Items from a labeling collection
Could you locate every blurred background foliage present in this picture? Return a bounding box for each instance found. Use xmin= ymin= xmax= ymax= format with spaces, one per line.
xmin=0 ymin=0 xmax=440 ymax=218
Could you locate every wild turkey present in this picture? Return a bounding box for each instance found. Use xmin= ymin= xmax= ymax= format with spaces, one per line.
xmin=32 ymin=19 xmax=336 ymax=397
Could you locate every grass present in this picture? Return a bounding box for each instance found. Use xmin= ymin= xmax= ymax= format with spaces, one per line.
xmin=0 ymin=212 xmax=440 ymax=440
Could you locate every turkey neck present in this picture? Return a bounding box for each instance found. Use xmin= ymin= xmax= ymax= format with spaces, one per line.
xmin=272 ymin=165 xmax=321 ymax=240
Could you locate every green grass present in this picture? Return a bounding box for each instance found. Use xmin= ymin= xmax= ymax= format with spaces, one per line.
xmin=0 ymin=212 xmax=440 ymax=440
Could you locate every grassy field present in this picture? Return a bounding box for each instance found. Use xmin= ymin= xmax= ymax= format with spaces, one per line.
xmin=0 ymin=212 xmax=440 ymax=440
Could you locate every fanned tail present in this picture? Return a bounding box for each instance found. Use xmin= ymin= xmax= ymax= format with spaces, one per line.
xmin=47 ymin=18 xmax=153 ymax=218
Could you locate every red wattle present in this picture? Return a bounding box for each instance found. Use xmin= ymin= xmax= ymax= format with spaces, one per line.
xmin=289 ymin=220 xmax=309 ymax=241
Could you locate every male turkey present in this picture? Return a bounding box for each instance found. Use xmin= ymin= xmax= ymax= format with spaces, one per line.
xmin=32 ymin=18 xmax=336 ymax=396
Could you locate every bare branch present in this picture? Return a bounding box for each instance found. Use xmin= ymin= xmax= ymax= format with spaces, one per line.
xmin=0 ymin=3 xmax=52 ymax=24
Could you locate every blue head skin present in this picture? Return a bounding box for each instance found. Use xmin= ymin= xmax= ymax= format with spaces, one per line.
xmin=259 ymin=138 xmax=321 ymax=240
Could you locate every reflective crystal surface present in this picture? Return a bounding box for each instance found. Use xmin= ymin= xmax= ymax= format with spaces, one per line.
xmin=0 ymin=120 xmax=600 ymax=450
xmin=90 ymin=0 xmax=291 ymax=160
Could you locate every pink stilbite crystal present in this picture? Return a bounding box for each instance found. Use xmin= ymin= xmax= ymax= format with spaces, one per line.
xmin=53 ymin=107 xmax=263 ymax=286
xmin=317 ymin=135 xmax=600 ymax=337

■ **TO BE DONE**: Every record should be given again exactly.

■ **SOLVED PROBLEM**:
Could you locate every blurred background foliage present in this picture? Return a bounding box for each instance found. Use xmin= ymin= xmax= ymax= format with spaces, one per line.
xmin=0 ymin=0 xmax=440 ymax=218
Could you locate every wild turkey present in this picture? Return a bounding box for each instance found. Use xmin= ymin= xmax= ymax= format with spaces, one per line.
xmin=32 ymin=19 xmax=336 ymax=397
Could you locate every grass present in this picture? Return a bounding box for each instance found. Use xmin= ymin= xmax= ymax= format with spaces, one per line.
xmin=0 ymin=212 xmax=440 ymax=440
Could you locate every turkey neck present in this picture? Return a bounding box for each instance found. Use xmin= ymin= xmax= ymax= format with spaces, one per line.
xmin=272 ymin=165 xmax=321 ymax=240
Could you locate every green grass present in this picture? Return a bounding box for each instance found. Use xmin= ymin= xmax= ymax= format with spaces, one per line.
xmin=0 ymin=212 xmax=440 ymax=440
Could you locate every grassy field present in this picture? Return a bounding box for each instance found. Use xmin= ymin= xmax= ymax= format with spaces, one per line.
xmin=0 ymin=212 xmax=440 ymax=440
Could you locate every fanned tail present in this picture? Return a bounding box for each instance found. Use xmin= ymin= xmax= ymax= format with spaces, one per line.
xmin=47 ymin=18 xmax=153 ymax=218
Could you locate every red wattle present in this picture? Return a bounding box for each instance found. Use xmin= ymin= xmax= ymax= format with spaces, one per line.
xmin=289 ymin=220 xmax=309 ymax=241
Could you locate every male turkey present in this picture? Return a bounding box for each instance found. Use xmin= ymin= xmax= ymax= format with spaces, one per line.
xmin=32 ymin=18 xmax=336 ymax=396
Could you locate every bare branch present in this picture? Return a bounding box for each instance found. Use xmin= ymin= xmax= ymax= format with spaces, one per line.
xmin=0 ymin=3 xmax=52 ymax=24
Could you locate every blue head skin present in this picture? Return a bounding box for each instance found. Use xmin= ymin= xmax= ymax= format with spaces, one per line.
xmin=259 ymin=138 xmax=321 ymax=240
Could you locate every reflective crystal surface present in this picture? Return a bounding box for each instance found. Use xmin= ymin= xmax= ymax= format with spaces, one per line.
xmin=0 ymin=120 xmax=600 ymax=450
xmin=90 ymin=0 xmax=291 ymax=160
Could you locate every pink stilbite crystal present in this picture? Return a bounding box for each instance found. Use xmin= ymin= xmax= ymax= format with spaces, one per line.
xmin=53 ymin=107 xmax=263 ymax=286
xmin=317 ymin=135 xmax=600 ymax=337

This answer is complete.